Text provided:

Zimbabwe’s opposition Movement for Democratic Change has accused the Harare government of embarking on a systematic campaign of terror targeting its officials and activists using the secret police and youth militia as instruments of violence.
An MDC statement attributed to founding president Morgan Tsvangirai cited a "sharp escalation in the level of violence against MDC activists across the country." The MDC statement, drafted by Tsvangirai spokesman William Bango, charged that activists are being taken to torture centers at Goromonzi and Hopely Farm, both outside Harare.
The MDC statement said the private Avenues Clinic hospital has taken in another 35 severely injured MDC members who have sustained severe bruises, internal bleeding, broken arms and legs, and skull fractures in official or semi-official beatings.It said state hospitals have been ordered to turn away injured MDC supporters.
Intelligence sources said President Robert Mugabe has personally ordered the harsh treatment of opposition officials and members in conjunction with a crackdown on the general population which has grown restive under deteriorating living conditions. The inflation rate topped 1,700% in February, making survival ever more difficult.

Raw data:

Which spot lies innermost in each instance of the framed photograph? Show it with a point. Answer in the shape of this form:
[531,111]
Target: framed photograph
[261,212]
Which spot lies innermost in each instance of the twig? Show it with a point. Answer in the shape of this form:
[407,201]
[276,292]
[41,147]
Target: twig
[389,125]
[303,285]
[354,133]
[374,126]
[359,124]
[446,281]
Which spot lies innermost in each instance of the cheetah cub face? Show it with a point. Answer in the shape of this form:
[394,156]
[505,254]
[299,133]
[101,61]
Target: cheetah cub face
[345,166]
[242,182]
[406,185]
---
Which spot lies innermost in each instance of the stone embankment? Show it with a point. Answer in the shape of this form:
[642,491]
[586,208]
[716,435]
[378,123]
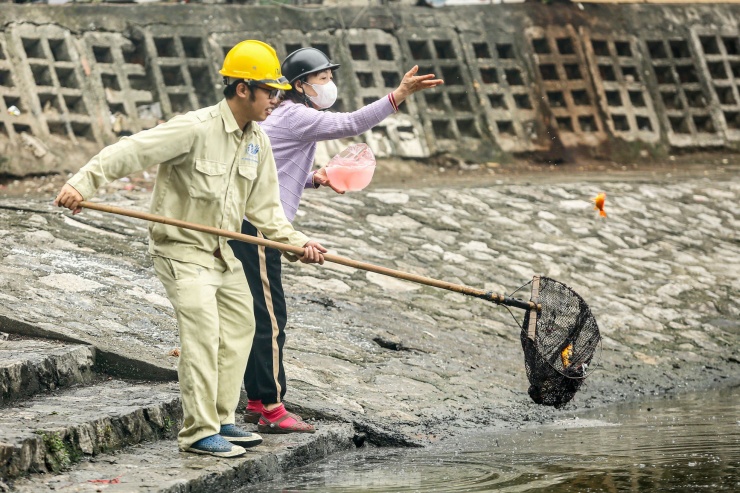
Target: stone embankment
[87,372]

Activity list:
a) Rewrite the report on Zimbabwe's opposition between "Intelligence sources said" and "ever more difficult.", inclusive, changing "harsh treatment" to "brutal treatment".
b) Name every person the report on Zimbabwe's opposition identifies by name.
c) Where, according to the report on Zimbabwe's opposition, are activists being taken to torture centers?

Responses to the exercise:
a)
Intelligence sources said President Robert Mugabe has personally ordered the brutal treatment of opposition officials and members in conjunction with a crackdown on the general population which has grown restive under deteriorating living conditions. The inflation rate topped 1,700% in February, making survival ever more difficult.

b)
Morgan Tsvangirai
William Bango
Robert Mugabe

c) To Goromonzi and Hopely Farm, both outside Harare.